**THE TASK**
Could you please reproduce the entries exactly, leaving out any pictures?

[Point localization data]
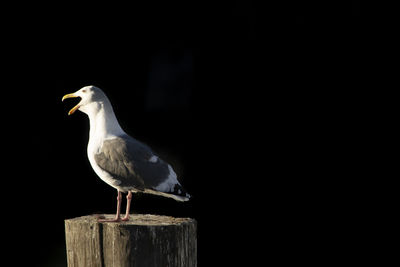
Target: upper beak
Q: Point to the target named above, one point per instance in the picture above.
(71, 96)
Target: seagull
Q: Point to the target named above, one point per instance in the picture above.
(120, 160)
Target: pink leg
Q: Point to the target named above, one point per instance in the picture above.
(128, 206)
(117, 218)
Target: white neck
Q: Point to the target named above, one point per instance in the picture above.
(103, 123)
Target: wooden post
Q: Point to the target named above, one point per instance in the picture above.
(145, 240)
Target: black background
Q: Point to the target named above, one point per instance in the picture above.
(221, 90)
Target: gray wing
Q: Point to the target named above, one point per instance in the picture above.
(132, 163)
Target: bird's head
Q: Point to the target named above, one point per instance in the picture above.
(90, 97)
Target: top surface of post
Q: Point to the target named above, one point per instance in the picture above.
(135, 219)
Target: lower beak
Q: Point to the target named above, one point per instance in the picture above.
(74, 108)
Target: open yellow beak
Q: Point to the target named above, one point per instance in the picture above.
(71, 96)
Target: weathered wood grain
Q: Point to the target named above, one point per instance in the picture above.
(145, 240)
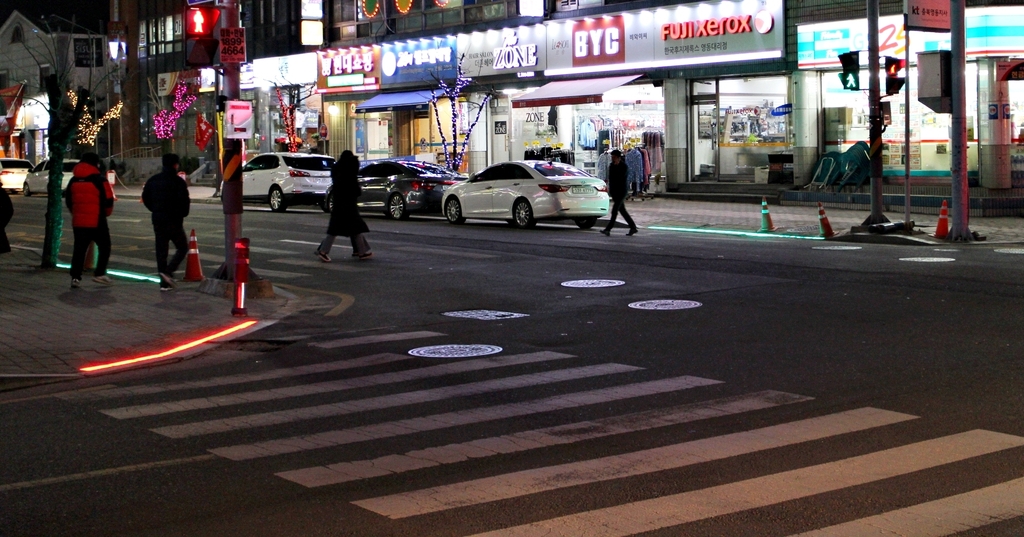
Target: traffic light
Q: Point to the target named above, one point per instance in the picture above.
(202, 41)
(894, 82)
(851, 70)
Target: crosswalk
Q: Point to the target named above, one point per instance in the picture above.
(519, 396)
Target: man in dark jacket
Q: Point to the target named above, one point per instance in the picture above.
(90, 200)
(617, 184)
(166, 195)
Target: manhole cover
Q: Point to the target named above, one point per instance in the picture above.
(483, 315)
(665, 304)
(593, 283)
(455, 350)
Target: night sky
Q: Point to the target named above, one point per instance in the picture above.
(85, 12)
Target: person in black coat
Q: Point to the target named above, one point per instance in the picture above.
(6, 212)
(617, 186)
(345, 219)
(166, 195)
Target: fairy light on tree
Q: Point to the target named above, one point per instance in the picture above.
(292, 138)
(454, 152)
(89, 129)
(165, 122)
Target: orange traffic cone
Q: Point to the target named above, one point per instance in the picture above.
(766, 224)
(942, 229)
(194, 271)
(823, 225)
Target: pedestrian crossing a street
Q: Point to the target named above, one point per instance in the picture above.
(543, 425)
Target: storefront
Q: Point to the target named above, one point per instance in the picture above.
(994, 109)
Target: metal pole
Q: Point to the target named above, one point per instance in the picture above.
(906, 124)
(875, 114)
(958, 230)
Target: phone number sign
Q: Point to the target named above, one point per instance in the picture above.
(232, 45)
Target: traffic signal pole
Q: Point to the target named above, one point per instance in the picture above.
(875, 114)
(230, 163)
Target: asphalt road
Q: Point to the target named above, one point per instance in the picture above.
(802, 388)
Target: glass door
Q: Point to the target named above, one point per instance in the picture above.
(704, 111)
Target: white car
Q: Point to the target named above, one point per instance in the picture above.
(524, 192)
(287, 178)
(39, 177)
(12, 172)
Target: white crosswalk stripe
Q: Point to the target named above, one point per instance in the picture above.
(333, 385)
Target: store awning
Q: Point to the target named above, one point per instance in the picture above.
(570, 92)
(389, 101)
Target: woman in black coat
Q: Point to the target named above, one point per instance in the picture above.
(345, 219)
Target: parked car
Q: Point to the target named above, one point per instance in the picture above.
(39, 177)
(400, 188)
(12, 172)
(524, 192)
(282, 179)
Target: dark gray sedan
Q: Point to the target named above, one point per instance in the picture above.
(400, 188)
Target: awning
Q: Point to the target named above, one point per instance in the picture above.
(570, 92)
(389, 101)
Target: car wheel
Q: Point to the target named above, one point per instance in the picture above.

**FINAL ANSWER**
Target: upper beak
Q: Point to the target named above, one point per instance in the picture above.
(71, 96)
Target: seagull
Q: Point to the target named above, one point per instance in the picture above.
(120, 160)
Target: pink leg
Q: Point to the target named above, one point per instance in the picture above.
(128, 206)
(117, 218)
Target: white neck
Q: Point to the target named above, one point per instance in the picture above.
(103, 123)
Target: wooden post
Q: Point to the target named above, one point per instance in the picture above.
(145, 240)
Target: black background
Q: Point to the target named above, one point per instance in the picture above.
(221, 90)
Target: gray wing
Q: Point to the target named above, one point per instance in the picture above.
(132, 163)
Target: bird's head
Q: Point to the target named above, one point per instance in the picture above.
(90, 97)
Target: top surface of post
Q: Point to the target named above, one point per instance in the picture above.
(135, 219)
Target: lower beak
Q: Point to the target named above, one point per instance in the picture above.
(74, 108)
Target: open yellow beak
Q: Point to the target named above, one point per instance in the picture above.
(71, 96)
Target: weathered wood grain
Q: Point to the target named above, one point per instance in the picture above.
(145, 240)
Target: traffic light
Q: Point to the target named above, one point per instance in the picture above.
(202, 41)
(894, 82)
(851, 70)
Target: crosswalk
Q: Point to the target named above, one point per instance in the picture above.
(519, 396)
Target: man in dark jacket
Q: Point to the target named above, one point per instance in the picture above.
(90, 200)
(617, 184)
(166, 195)
Target: manhole cover
Q: Point to the target named above, one point per instance in the picture above.
(483, 315)
(665, 304)
(593, 283)
(455, 350)
Target: night sky
Q: Point to the target named above, one point per instance in the picture above.
(85, 12)
Target: person in black coat
Q: Point to the target named above, one point per instance in the picture above.
(6, 212)
(617, 186)
(345, 219)
(166, 195)
Target: fairy light on tree
Q: Point to the target named above, one point per instance in the picture above.
(292, 138)
(454, 152)
(89, 129)
(165, 122)
Target: orange traffic cone
Q: Point to the target named above, one point per instance in the picture above.
(766, 224)
(942, 229)
(194, 271)
(823, 225)
Target: pedestrian crossing a street
Q: Point to the target named above, one point per instance in the picture above.
(543, 425)
Target: storefront
Q: Point to the target named above, one point per instance in the picture above.
(994, 109)
Target: metal pole
Q: Point to the target named above, one point per instance in the picture above.
(906, 124)
(875, 114)
(958, 230)
Target: phone number sign
Q: Point to the target named above, one point per instance in the picture above.
(232, 45)
Target: traffic signal pole
Q: Point to the target named above, one point per instance in the picture above.
(875, 114)
(230, 163)
Target: asphalt road
Q: Point to the target named above, one point per instance in the picture above.
(802, 388)
Target: glass door
Q: Point to the target named above, one point per instance in the picture above.
(704, 111)
Target: white car
Q: Point to the target named above, one point per instance in the picture above.
(524, 192)
(287, 178)
(39, 177)
(12, 172)
Target: white crosswalk stripe
Q: Point to the target named above, one point per instance in the picture above.
(333, 385)
Target: store awning
Q: Point to the target named above, one point per instance in the picture above.
(570, 92)
(389, 101)
Target: woman in black coat
Q: Point to the target named above, one point per instance in the picture above.
(345, 219)
Target: parked car
Q: Point to the target named above, one point per instance in the picture above.
(39, 177)
(400, 188)
(12, 172)
(524, 192)
(282, 179)
Target: dark gray sedan
Q: Point to the target named above, one point per instance in the picture above.
(400, 188)
Target: awning
Q: Point to the target named above, one point per instance in the picture above.
(570, 92)
(389, 101)
Target: car wheel
Q: Point to the target named above, one point per instance in the picture above.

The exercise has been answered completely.